[Start of section]

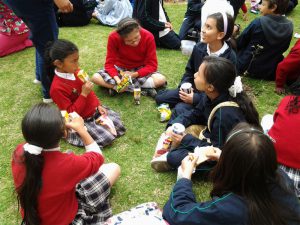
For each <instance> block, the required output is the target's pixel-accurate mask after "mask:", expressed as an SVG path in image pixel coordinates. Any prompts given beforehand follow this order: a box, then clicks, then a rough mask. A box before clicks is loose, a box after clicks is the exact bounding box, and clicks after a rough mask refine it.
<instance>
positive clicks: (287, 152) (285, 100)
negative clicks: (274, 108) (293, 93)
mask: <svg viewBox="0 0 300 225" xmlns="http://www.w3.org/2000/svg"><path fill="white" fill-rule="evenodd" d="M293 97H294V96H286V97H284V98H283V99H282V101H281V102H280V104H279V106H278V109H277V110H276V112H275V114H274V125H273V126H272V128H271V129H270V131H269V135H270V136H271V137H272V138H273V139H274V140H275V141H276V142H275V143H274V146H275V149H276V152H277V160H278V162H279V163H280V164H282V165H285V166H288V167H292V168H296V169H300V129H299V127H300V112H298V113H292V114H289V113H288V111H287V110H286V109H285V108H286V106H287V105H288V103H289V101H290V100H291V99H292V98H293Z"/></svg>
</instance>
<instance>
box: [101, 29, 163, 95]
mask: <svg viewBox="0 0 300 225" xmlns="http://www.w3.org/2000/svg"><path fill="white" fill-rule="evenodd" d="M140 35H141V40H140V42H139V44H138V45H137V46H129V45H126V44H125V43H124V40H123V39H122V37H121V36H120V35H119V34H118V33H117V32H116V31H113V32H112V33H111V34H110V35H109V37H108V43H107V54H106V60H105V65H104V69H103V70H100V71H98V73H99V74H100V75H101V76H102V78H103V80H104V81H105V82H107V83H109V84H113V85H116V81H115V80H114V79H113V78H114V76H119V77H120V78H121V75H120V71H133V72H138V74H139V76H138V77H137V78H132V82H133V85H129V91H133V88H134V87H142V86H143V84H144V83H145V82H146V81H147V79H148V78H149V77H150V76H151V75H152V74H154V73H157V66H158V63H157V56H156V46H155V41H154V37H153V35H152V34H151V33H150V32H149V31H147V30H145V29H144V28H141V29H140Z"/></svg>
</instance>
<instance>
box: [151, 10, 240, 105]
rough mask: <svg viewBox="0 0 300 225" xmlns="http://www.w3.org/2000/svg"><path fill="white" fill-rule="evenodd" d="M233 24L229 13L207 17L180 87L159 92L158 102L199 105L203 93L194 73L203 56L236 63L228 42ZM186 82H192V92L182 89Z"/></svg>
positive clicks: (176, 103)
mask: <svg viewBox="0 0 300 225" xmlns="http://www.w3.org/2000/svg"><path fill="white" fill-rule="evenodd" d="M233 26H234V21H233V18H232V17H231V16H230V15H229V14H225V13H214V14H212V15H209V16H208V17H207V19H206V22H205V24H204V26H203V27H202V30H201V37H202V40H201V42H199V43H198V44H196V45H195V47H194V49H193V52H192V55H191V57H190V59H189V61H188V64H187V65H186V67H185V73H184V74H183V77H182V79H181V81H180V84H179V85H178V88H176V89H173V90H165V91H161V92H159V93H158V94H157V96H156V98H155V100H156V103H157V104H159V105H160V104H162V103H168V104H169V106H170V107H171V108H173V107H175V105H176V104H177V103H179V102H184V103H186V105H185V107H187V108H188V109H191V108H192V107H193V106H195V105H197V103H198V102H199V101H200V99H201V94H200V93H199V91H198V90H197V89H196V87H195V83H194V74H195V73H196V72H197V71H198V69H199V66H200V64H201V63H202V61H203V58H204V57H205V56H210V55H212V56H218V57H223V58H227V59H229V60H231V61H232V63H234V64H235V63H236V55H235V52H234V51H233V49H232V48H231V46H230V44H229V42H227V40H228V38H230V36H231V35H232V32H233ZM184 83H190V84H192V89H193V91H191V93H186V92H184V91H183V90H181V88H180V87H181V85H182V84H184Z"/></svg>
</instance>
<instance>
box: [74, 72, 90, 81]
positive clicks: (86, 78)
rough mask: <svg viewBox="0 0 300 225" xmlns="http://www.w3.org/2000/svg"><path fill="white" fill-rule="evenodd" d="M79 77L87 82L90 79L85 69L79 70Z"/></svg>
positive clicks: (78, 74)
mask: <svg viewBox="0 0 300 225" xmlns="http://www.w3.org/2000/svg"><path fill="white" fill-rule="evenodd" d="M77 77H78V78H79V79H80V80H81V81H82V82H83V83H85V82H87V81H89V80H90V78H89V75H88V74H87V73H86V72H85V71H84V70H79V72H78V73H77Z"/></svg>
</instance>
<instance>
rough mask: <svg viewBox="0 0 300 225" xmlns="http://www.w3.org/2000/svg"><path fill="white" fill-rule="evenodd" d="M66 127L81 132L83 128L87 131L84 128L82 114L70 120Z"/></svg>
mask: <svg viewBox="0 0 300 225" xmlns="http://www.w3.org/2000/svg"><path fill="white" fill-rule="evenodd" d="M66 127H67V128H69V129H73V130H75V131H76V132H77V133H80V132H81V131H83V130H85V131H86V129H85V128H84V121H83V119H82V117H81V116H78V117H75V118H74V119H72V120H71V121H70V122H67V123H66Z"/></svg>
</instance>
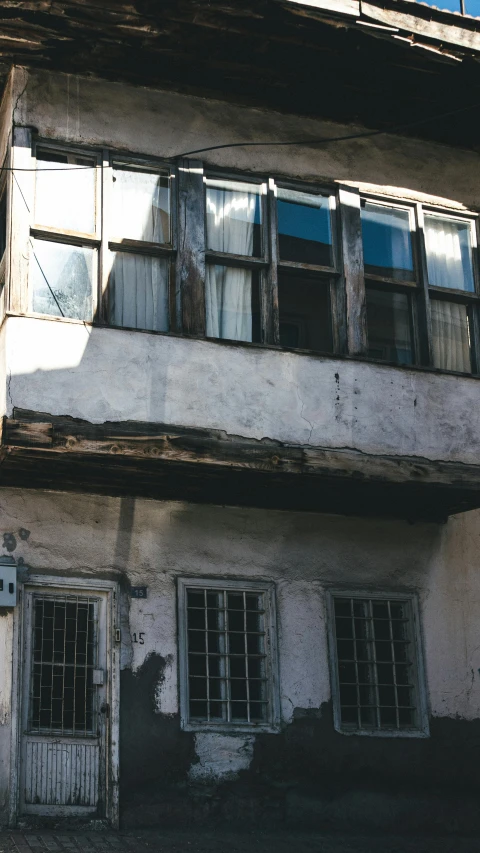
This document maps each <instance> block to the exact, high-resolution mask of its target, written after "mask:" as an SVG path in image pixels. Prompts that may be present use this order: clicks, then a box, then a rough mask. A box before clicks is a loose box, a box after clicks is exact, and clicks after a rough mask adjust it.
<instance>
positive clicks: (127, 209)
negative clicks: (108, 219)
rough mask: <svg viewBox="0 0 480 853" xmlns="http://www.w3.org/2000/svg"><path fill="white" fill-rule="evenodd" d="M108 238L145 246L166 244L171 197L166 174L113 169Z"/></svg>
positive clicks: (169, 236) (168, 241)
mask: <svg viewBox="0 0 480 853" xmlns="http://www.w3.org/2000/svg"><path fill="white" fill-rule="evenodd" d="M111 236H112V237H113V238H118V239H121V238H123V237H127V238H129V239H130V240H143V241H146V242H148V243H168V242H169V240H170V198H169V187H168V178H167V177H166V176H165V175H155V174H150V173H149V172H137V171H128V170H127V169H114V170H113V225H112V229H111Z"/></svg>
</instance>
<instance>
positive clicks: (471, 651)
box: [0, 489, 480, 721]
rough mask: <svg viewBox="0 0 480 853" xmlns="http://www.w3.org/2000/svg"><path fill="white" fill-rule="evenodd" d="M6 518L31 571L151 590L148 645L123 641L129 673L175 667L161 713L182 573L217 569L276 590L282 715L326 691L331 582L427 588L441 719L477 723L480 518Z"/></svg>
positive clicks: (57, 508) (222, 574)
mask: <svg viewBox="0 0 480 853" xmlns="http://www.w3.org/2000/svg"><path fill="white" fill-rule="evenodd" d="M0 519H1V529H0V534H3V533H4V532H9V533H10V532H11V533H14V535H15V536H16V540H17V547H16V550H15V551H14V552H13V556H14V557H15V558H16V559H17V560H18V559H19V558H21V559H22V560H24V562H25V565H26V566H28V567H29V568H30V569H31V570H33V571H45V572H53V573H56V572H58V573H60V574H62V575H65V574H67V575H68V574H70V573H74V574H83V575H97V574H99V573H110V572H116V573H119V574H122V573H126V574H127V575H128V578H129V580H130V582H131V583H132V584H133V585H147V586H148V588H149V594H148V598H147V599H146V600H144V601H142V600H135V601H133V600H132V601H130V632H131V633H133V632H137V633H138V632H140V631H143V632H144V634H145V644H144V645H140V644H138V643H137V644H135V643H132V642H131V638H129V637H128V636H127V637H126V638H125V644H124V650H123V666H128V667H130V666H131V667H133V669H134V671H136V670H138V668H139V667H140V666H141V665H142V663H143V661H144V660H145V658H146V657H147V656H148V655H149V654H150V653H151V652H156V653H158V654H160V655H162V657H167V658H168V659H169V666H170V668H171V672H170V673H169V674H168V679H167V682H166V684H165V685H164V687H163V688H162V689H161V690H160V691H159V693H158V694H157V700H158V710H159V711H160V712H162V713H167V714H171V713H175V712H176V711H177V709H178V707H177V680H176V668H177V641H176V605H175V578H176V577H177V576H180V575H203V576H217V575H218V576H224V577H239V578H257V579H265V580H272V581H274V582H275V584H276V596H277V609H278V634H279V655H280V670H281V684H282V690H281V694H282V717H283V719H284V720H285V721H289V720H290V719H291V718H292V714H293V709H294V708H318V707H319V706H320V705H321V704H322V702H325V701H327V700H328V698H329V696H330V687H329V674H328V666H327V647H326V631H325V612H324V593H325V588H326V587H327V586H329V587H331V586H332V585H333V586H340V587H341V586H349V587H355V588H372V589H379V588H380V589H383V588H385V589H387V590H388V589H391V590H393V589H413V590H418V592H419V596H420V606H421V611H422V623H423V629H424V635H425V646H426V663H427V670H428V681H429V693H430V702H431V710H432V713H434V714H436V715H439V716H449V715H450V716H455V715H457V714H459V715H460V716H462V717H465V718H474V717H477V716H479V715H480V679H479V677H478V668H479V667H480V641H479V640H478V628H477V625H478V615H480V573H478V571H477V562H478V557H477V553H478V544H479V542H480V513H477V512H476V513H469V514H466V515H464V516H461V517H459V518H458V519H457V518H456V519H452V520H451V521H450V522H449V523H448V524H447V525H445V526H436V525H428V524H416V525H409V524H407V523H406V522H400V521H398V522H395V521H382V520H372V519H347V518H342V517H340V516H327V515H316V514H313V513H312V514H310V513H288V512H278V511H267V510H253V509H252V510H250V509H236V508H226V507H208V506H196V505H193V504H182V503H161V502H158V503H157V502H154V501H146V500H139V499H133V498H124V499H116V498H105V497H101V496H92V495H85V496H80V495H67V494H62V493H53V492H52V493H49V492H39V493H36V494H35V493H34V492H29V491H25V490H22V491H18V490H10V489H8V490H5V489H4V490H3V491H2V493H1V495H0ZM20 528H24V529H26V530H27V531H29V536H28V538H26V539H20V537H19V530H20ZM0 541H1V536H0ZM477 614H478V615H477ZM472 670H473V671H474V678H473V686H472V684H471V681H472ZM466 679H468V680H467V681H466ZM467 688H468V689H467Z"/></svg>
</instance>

[End of section]

● Exercise aim
Go line by line through the data above and report each one that holds the string "after".

● Answer for the task
For each <instance> block, the required output is the target's pixel-accurate mask after "mask:", expressed as an SVG path in image pixel coordinates. Any prompts given beforehand follow this order: a box, then clicks, then a rough mask. A box before clicks is loose, a box after clicks is the exact bounding box, and clicks after a rough mask refine it.
This document maps each <instance> block to the exact, high-resolution mask of its target, written after "mask:" as an SVG path in image pixels. Prompts that may be present use this order: clicks, then a box, then a rough mask. A box before clicks is a loose box, a box after clicks is exact, and clicks after a rough mask adjust it.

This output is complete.